# LISTED RECORDS
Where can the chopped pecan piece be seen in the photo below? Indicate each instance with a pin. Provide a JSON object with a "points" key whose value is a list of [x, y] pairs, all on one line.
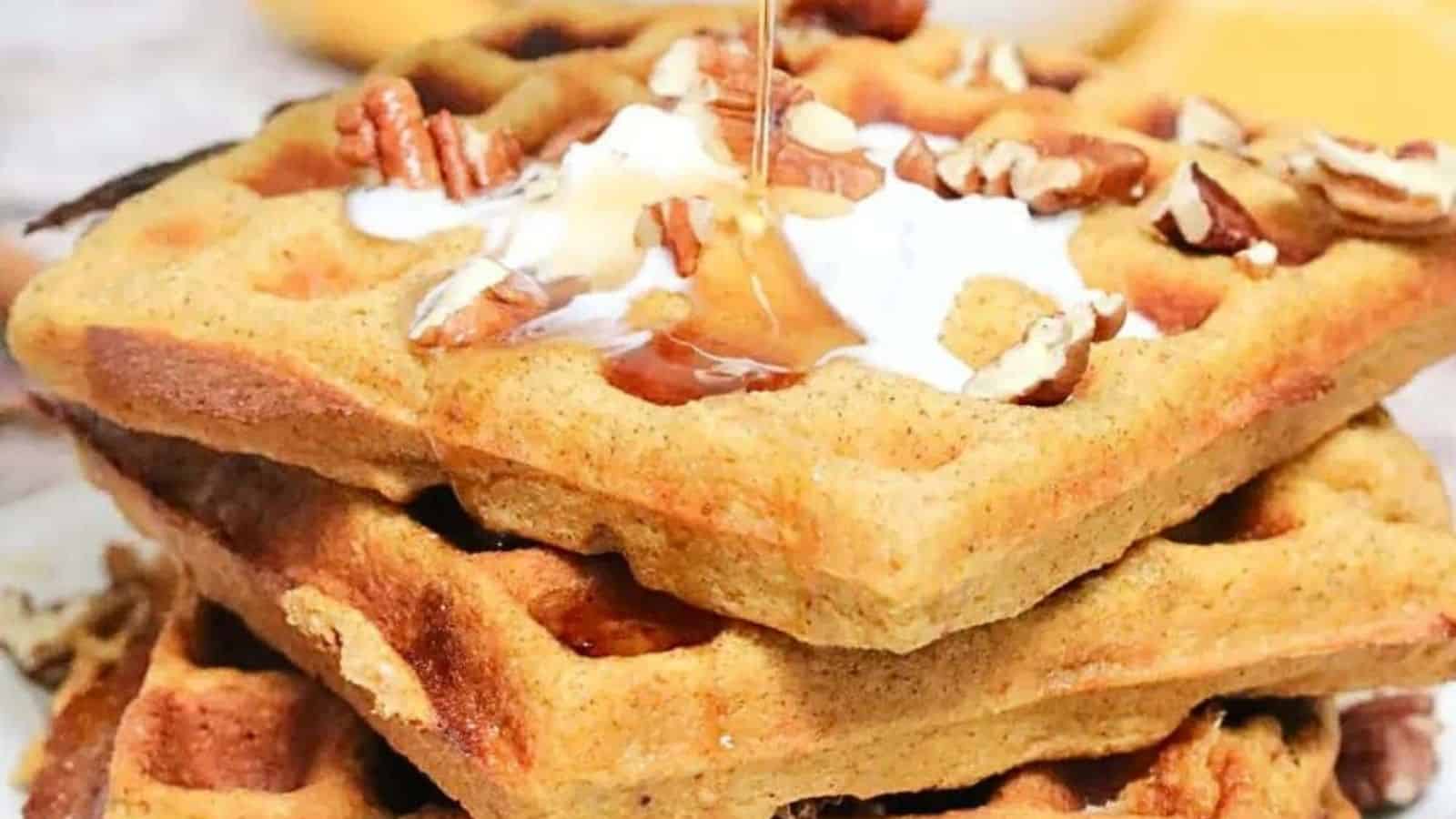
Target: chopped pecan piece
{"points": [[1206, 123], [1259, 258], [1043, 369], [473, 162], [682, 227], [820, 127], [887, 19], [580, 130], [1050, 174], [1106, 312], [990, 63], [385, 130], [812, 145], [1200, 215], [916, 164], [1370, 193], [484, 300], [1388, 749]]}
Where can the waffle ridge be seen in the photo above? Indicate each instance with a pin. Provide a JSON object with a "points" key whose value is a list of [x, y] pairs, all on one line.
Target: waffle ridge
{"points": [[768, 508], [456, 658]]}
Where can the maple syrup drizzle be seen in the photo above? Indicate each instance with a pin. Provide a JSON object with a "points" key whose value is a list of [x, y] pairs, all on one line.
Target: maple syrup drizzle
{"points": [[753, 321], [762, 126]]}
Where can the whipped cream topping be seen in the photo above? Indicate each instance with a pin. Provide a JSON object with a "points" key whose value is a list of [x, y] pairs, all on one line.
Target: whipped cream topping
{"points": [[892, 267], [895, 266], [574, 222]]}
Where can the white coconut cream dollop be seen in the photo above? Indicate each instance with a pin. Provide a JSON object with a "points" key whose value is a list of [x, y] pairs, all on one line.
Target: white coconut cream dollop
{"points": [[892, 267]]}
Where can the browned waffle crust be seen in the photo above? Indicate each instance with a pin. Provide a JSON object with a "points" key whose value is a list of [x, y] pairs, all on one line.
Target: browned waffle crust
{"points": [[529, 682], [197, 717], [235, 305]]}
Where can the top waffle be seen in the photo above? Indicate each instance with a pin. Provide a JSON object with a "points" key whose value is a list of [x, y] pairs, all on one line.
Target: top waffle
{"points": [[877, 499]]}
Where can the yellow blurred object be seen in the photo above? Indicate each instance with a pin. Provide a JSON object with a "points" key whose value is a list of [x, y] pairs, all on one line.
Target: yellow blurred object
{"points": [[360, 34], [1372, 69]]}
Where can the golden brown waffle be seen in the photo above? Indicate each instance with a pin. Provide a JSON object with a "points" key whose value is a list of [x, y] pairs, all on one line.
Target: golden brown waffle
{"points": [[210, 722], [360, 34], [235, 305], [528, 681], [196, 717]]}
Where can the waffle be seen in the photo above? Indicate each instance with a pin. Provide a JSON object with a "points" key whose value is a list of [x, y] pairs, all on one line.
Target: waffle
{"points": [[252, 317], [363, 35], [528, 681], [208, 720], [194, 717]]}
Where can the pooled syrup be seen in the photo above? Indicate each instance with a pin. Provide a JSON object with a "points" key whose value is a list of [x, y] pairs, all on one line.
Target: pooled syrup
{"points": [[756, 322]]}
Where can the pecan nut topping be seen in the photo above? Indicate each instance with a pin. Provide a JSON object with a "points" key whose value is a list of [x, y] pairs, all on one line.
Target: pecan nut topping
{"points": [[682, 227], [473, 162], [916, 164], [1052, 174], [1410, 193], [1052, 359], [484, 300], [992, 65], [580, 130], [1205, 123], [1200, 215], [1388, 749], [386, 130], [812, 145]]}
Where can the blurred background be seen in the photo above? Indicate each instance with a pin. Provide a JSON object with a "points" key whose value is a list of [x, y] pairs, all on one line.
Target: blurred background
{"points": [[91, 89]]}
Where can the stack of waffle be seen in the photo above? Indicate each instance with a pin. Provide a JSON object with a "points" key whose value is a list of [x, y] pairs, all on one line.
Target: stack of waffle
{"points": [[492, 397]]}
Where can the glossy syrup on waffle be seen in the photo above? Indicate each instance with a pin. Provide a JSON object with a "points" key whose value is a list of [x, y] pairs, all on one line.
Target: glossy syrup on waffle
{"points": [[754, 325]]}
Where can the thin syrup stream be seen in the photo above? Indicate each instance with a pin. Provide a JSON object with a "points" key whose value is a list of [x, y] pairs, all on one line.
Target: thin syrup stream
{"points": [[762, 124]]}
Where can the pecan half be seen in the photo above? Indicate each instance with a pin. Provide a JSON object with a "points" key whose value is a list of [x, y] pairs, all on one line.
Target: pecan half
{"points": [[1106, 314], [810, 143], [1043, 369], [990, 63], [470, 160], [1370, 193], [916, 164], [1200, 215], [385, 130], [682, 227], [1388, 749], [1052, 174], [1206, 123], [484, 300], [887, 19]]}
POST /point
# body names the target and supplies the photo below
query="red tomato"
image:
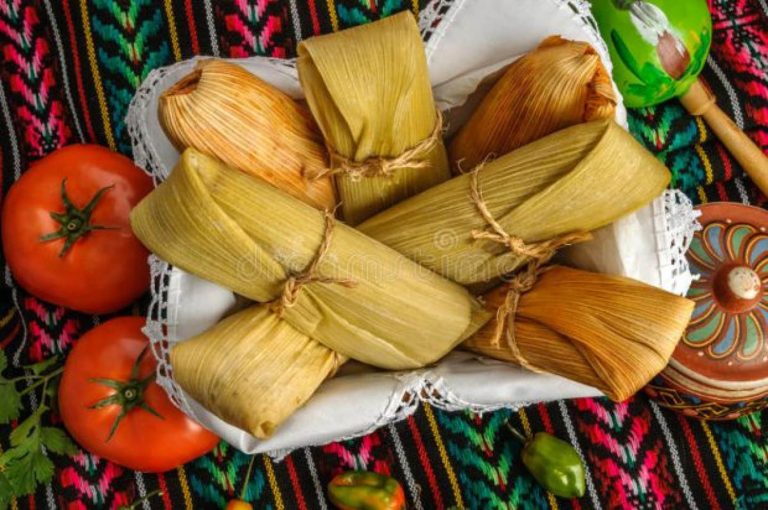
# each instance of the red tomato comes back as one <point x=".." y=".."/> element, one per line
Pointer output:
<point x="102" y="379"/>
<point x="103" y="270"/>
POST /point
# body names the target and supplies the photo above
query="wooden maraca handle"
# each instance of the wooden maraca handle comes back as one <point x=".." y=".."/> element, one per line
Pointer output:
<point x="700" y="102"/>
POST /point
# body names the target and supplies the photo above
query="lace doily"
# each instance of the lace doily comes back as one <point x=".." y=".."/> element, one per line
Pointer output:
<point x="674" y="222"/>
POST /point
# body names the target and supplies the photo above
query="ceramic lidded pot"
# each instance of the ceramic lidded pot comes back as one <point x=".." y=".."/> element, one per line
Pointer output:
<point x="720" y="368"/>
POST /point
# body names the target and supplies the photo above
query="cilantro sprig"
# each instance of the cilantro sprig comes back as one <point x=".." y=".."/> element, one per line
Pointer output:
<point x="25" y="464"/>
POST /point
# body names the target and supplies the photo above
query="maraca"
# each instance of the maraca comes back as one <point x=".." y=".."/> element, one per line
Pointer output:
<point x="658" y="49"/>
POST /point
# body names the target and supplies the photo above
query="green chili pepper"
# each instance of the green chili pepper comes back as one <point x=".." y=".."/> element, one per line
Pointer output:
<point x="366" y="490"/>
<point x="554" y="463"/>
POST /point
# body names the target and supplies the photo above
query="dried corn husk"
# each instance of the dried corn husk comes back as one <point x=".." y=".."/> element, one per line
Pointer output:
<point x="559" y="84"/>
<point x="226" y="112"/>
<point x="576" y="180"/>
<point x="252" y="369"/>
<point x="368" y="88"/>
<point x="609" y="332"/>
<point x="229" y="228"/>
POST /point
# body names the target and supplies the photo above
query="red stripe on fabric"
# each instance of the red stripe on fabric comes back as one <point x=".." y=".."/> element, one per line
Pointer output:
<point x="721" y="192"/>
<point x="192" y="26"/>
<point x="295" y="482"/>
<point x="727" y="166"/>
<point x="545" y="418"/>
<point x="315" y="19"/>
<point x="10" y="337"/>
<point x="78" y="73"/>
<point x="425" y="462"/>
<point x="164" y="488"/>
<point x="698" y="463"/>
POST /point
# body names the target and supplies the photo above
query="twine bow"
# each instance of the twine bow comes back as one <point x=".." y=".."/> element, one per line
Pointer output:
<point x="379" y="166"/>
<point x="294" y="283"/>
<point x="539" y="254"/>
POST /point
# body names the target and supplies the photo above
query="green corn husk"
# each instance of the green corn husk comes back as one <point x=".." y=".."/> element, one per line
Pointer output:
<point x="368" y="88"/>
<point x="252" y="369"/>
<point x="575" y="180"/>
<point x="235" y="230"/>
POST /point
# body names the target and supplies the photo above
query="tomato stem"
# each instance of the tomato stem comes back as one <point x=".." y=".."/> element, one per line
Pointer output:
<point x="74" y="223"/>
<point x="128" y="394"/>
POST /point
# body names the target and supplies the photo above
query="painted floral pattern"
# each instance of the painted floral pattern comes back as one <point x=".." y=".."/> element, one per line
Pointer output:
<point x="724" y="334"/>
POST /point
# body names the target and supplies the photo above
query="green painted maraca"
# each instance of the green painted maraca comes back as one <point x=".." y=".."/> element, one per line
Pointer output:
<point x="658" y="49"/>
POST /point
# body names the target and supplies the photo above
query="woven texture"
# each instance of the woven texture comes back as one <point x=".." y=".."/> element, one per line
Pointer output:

# BRIEF
Quote the data above in full, leaving out the pictures it holds.

# EXERCISE SOLUTION
Where can the chopped pecan piece be seen in the photo below? Indicate each instance with a pin. Provide a JSON object with a "points" key whose value is a list of [x, y] pairs, all on one line.
Target: chopped pecan piece
{"points": [[1206, 123], [1259, 258], [1043, 369], [473, 162], [682, 227], [820, 127], [887, 19], [580, 130], [1050, 174], [1106, 312], [990, 63], [385, 130], [812, 145], [1200, 215], [916, 164], [1370, 193], [484, 300], [1388, 749]]}
Where can the waffle ridge be seen in the photo above? Indicate each instance with a pin. Provide a JSON object with a "points" key whose value is a list of [x, y] pairs, all on one line.
Target: waffle ridge
{"points": [[768, 508], [456, 658]]}
Where can the maple syrup drizzle be seen in the photo above? Indicate each instance with a pin. Provide a JSON object with a "points" key whose value is a list of [x, y] pairs, all on one line.
Target: maple syrup drizzle
{"points": [[753, 321], [762, 126]]}
Where can the whipped cream topping be seen in the photo above? Indicate each instance with a pin. Provide a JSON object with a "points" key whose value is a list of [x, y] pairs, all on one line.
Target: whipped cream topping
{"points": [[892, 267], [895, 266], [574, 222]]}
Where can the white coconut cream dollop be seen in the photo above? Indicate each instance with a pin. Provide a JSON object with a "points" key whose value is a list of [x, y] pairs, all on one line.
Target: white coconut cream dollop
{"points": [[892, 267]]}
Where can the browned waffle crust be seen in the photo above? Indicate each instance with a pin. Provide a JSON object with a "points" key whose value is a list of [x, y] pairs, all on one line.
Target: browned waffle crust
{"points": [[529, 682], [197, 717], [235, 305]]}
Where can the top waffle be seen in the photo above? Indicate each instance with a pin. Provide a JSON object with a "points" key whose value is a list of [x, y] pairs, all on one line.
Target: top waffle
{"points": [[877, 499]]}
Where can the yellow blurred object be seen in the photo above? Indicate each instance with a pin. Provide a JSON object with a "points" key whose value is a list of [x, y] pairs, all on one line.
Target: yellow blurred object
{"points": [[360, 34], [1372, 69]]}
Where can the golden brown waffle be seen in the photo above? Indicate each instance with a pin. Provide a JSON object with a "points" key whose value is a list of [x, y] pairs, all on one line.
Target: golden brown waffle
{"points": [[210, 722], [360, 34], [235, 305], [528, 681], [196, 717]]}
Where can the waffle be seen in the photo above? Indicate each instance with a pin. Provide a JSON object with a "points" key whose value is a list of [x, y] pairs, all on one line.
Target: waffle
{"points": [[252, 317], [363, 35], [528, 681], [208, 720], [194, 717]]}
Where can the pooled syrup be seen in the photo above? Indicate each instance with a pin. Provide a JSON object with a "points" key whose value is a list of [x, y] pairs, all on one line.
Target: pooled syrup
{"points": [[756, 322]]}
Where can the pecan nut topping be seen in the photo above? Indicate each instance with a pin. Provide a JSON object with a "points" key whose value is a list of [x, y] pairs, all on one line.
Target: pecan nut topping
{"points": [[682, 227], [473, 162], [916, 164], [1052, 174], [1410, 193], [1052, 359], [484, 300], [992, 65], [580, 130], [1205, 123], [1200, 215], [1388, 749], [386, 130], [812, 145]]}
Where can the blurred background be seen in the photo above? Indicate each instance with a pin. Provide a JSON object with a "points" key whose value is a list of [x, y] pairs, all on one line.
Target: blurred background
{"points": [[91, 89]]}
Where can the stack of waffle be seen in the photo above? Indicate each instance with a pin. Provide a JSON object with a "points" key whose value is a list of [x, y] pairs, all on one line.
Target: stack of waffle
{"points": [[492, 397]]}
Where can the glossy syrup on waffle be seen in the photo above? Indicate each instance with a pin. Provide a JSON object with a "points" key whose value is a list of [x, y] pairs, all on one line.
Target: glossy syrup on waffle
{"points": [[754, 325]]}
Where can the thin syrup stream be seen in the photo above? Indicate each instance with a pin. Provide a JSON object with a "points" key whose value is a list of [x, y] pairs, all on one line.
Target: thin syrup stream
{"points": [[762, 124]]}
Where can the pecan half be seen in the photo above? Indicate each instance with a pin. Provide a JSON object with a "points" key whose value is a list of [x, y] pairs, all on one line.
Target: pecan half
{"points": [[1106, 314], [810, 143], [1043, 369], [990, 63], [470, 160], [1370, 193], [916, 164], [1200, 215], [385, 130], [682, 227], [1388, 749], [1052, 174], [1206, 123], [484, 300], [887, 19]]}
POST /point
# body names the target and supplies the photo below
query="red tomato"
image:
# each instance of the red tomato comes back as one <point x=".." y=".."/> element, one per line
Pointer output:
<point x="102" y="379"/>
<point x="103" y="270"/>
POST /point
# body names the target and supplies the photo above
query="wooden maraca handle"
# each instance of the wooden maraca handle comes back as one <point x=".." y=".."/> element, one per line
Pointer output:
<point x="700" y="102"/>
POST /point
# body names the target and supplies the photo above
query="lace doily"
# each instance of the lace doily comes back as one <point x=".." y=".."/> element, one per line
Pointer output:
<point x="674" y="222"/>
POST /point
# body names the target and supplies the photo above
query="ceramic lidded pot"
# each instance of the ceramic lidded pot comes back as one <point x=".." y=".."/> element, one per line
Pointer output:
<point x="720" y="368"/>
POST /point
# body names the target and supplies the photo above
query="cilantro sprig"
# each instance of the cilantro sprig comes back as one <point x=".." y=".."/> element, one per line
Pointer output:
<point x="25" y="464"/>
POST /point
# body names the target and supplies the photo above
query="maraca"
# each instance of the maraca comes back as one <point x=".." y=".."/> element, one per line
Pointer output:
<point x="658" y="49"/>
POST /point
# body names the target and supplies the photo above
query="green chili pepper"
# each instance of the green chili pepper comes back as one <point x=".." y=".."/> element, one per line
Pointer output:
<point x="366" y="490"/>
<point x="554" y="463"/>
POST /point
# body names the target and supplies the photo above
query="dried corn husk"
# each instance of the dried corn husk comes back as one <point x=".." y=".."/> element, one per line
Pointer output:
<point x="559" y="84"/>
<point x="226" y="112"/>
<point x="576" y="180"/>
<point x="252" y="369"/>
<point x="368" y="88"/>
<point x="609" y="332"/>
<point x="229" y="228"/>
POST /point
# body names the target and supplies the photo above
query="red stripe on fabric"
# each instance of the red stripe on fabric comes back as one <point x=".." y=".."/> element, one per line
Pointer output:
<point x="721" y="192"/>
<point x="192" y="26"/>
<point x="295" y="482"/>
<point x="727" y="166"/>
<point x="545" y="418"/>
<point x="315" y="19"/>
<point x="10" y="337"/>
<point x="78" y="73"/>
<point x="425" y="462"/>
<point x="164" y="488"/>
<point x="698" y="463"/>
POST /point
# body names the target and supplies the photo above
query="twine bow"
# each instance of the twine bow comes back as one <point x=".." y=".."/> element, one per line
Pointer output:
<point x="379" y="166"/>
<point x="294" y="283"/>
<point x="539" y="254"/>
POST /point
# body names the target and supplies the photo above
query="green corn husk"
# each instance of the green corn husk comes back as one <point x=".." y=".."/> element, one per line
Pointer output:
<point x="368" y="88"/>
<point x="252" y="369"/>
<point x="575" y="180"/>
<point x="235" y="230"/>
POST /point
# body names the target and supplies the photo above
query="tomato stem"
# each instance of the tomato stem comes back as one <point x=".." y=".."/> element, one per line
Pointer output:
<point x="74" y="223"/>
<point x="128" y="394"/>
POST /point
# body names the target and supplies the photo above
query="painted floral pattern"
# each instance of the painted floral pattern comes back as one <point x=".." y=".."/> element, one per line
Pointer output:
<point x="724" y="334"/>
POST /point
# body names the target and supplies the photo above
query="green painted maraca"
# each instance of the green painted maraca comes back as one <point x=".." y=".."/> element, one per line
Pointer output:
<point x="658" y="49"/>
POST /point
# body names the target and supplies the photo above
query="woven texture"
# each instance of the woven texture comes back as one <point x=".." y=".."/> element, one per line
Pointer output:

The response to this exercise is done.